-- Goal A --
Quote the part of the essay on early spring that starts with "We bent over" and goes on through "eliminate standard time.".

Spring Feverish
God help us; it is March, and we are beginning to think about spring.
We bent over the computers and transmitted an order for six trees this week—two apples, one peach, two mountain laurels, and one winterberry holly. God help us; it is March, and we are beginning to think about spring. Next week, daylight savings time will return, perhaps for good, if the House of Representatives follows the lead of the Senate and votes to eliminate standard time.
Are you clear on that? Standard time may be leaving, may be going away. It is a bit of a blow. It means I may not have occasion from now on to think at least twice a year of the Reverend Dr. Aaron Manderbach, the gentle country minister of Saint Stephen’s Church in Ridgefield, Connecticut (Your friend and Pastor, he wrote in my confirmation bible when I was twelve), who was the first person I remember explaining “spring forward” and “fall back,” which he did each season from the pulpit, beholding the congregation over the top of his wire-framed glasses. This was before self-adjusting clocks and iPhones. With standard time gone, I will not be able to look out the window and state definitively to Marcia, “Imagine, next week at this same time, it will be dark.” I will miss that. I will miss the sense of pulling up the ladder behind the summer and fall and letting it down in spring.
Anyway, the fact that it will be primarily light until almost seven o’clock in the evening in another week aggravates the expectation that spring is around the corner. So do the Pileated Woodpeckers, which have returned and are hammering the trees, introducing some life back into the woods. They are quiet today because it is snowing. Maybe the rat-a-tat-tat brings snow down on their tufted heads, something they learned is a nuisance early in life, like snow down the collar of our jackets.

-- Listed entries --
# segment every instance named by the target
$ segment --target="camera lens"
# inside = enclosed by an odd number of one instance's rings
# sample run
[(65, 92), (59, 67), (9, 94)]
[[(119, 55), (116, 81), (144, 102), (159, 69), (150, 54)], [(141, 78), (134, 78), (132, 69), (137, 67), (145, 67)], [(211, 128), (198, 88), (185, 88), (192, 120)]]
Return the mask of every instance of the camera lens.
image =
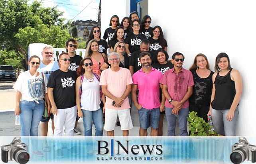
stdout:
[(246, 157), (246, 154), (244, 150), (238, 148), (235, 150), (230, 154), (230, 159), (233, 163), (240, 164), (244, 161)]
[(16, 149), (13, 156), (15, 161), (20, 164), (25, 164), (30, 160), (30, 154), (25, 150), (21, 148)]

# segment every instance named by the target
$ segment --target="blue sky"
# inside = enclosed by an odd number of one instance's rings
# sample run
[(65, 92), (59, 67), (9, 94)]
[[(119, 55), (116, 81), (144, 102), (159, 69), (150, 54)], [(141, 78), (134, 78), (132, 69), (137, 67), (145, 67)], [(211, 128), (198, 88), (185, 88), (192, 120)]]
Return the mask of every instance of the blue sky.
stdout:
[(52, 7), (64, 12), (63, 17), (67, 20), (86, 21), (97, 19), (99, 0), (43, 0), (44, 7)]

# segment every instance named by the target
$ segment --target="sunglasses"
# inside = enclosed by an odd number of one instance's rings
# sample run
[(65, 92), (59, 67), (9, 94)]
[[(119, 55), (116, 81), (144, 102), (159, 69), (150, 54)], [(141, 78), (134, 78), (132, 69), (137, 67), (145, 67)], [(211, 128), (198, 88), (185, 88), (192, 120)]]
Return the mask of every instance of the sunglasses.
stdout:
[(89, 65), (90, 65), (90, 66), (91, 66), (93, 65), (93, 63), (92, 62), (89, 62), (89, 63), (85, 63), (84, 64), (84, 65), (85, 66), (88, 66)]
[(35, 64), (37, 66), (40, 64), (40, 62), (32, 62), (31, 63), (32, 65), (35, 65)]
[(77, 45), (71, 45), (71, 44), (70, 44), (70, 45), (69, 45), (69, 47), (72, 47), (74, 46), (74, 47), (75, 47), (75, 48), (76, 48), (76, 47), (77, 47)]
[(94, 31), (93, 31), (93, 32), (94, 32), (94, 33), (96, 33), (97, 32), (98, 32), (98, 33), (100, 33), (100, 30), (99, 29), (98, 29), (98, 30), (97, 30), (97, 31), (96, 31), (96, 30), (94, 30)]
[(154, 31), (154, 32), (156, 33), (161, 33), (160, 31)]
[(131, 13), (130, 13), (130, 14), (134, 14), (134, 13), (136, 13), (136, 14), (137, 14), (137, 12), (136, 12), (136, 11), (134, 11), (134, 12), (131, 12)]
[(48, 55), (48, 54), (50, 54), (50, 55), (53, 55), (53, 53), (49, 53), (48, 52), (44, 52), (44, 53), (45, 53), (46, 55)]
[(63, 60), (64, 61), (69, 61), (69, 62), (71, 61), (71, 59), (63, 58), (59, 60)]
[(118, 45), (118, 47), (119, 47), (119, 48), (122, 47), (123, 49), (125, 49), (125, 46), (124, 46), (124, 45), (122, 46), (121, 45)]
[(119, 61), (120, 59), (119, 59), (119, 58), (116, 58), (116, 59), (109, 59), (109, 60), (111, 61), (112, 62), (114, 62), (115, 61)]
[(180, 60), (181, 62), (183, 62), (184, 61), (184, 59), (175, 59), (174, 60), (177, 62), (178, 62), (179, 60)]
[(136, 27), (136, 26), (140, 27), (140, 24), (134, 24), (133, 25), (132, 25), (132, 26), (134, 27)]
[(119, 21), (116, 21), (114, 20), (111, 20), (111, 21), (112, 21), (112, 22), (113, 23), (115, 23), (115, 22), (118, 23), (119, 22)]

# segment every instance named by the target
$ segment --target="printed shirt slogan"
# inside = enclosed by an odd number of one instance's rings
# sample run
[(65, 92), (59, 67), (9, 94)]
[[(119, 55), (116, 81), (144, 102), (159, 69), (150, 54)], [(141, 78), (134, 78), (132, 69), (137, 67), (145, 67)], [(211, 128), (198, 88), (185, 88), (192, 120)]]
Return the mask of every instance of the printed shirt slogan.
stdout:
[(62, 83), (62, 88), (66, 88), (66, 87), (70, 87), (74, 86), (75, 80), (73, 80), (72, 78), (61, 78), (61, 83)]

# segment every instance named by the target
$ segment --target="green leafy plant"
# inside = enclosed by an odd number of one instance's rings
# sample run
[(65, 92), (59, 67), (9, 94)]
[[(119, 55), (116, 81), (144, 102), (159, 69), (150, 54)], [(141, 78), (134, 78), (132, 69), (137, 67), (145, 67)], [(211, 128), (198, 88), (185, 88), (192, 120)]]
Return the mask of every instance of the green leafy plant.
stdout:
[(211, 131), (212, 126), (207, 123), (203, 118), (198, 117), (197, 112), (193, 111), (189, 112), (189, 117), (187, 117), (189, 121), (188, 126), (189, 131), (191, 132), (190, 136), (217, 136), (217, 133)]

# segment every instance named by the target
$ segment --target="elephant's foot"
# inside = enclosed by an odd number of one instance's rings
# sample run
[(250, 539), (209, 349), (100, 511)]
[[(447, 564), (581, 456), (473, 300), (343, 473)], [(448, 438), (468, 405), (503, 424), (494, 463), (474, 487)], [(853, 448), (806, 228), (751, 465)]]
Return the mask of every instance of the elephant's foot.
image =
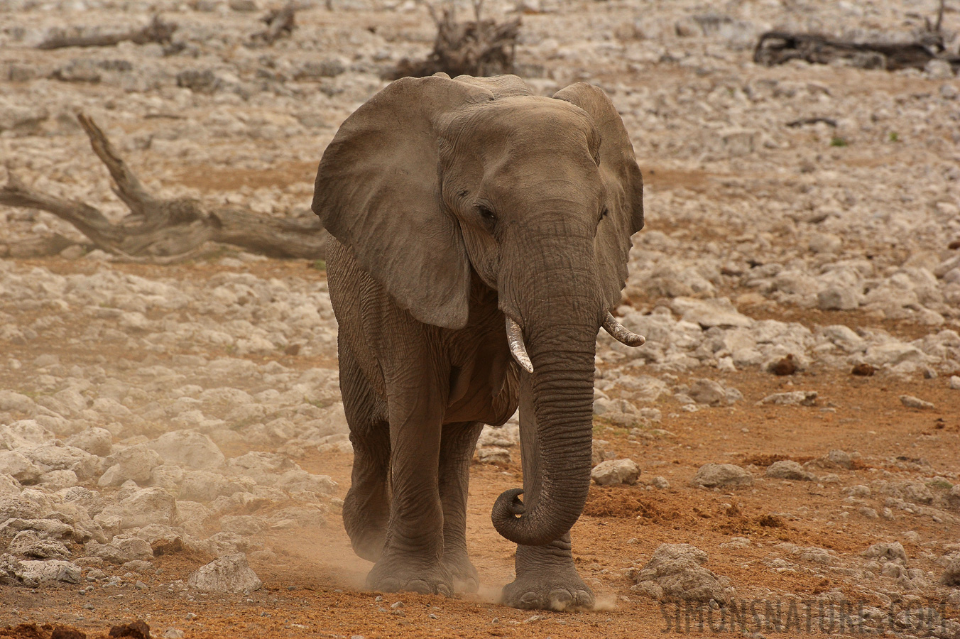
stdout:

-- Goal B --
Print the entries exactly, starting with the first line of the entries and going on through the line with "150), (21, 148)]", and leave the pictures out of your answer.

-- Complete answer A --
We bent over the computers and transmitted an order for six trees this week—two apples, one peach, two mountain laurels, and one winterberry holly. God help us; it is March, and we are beginning to think about spring. Next week, daylight savings time will return, perhaps for good, if the House of Representatives follows the lead of the Senate and votes to eliminate standard time.

-- Complete answer B --
# segment every instance named by the target
$ segment --target="camera lens"
# inside = enclosed by an odd number of one instance's rings
# sample run
[(65, 92), (59, 67), (9, 94)]
[[(119, 55), (116, 81), (144, 102), (159, 69), (150, 54)], [(141, 78), (134, 78), (132, 69), (137, 67), (145, 67)], [(211, 128), (198, 88), (185, 88), (192, 120)]]
Return the mask of every instance of the camera lens.
image =
stdout:
[(246, 157), (246, 154), (244, 150), (238, 148), (235, 150), (230, 154), (230, 159), (233, 163), (240, 164), (244, 161)]
[(16, 149), (13, 156), (15, 161), (20, 164), (25, 164), (30, 160), (30, 154), (25, 150), (21, 148)]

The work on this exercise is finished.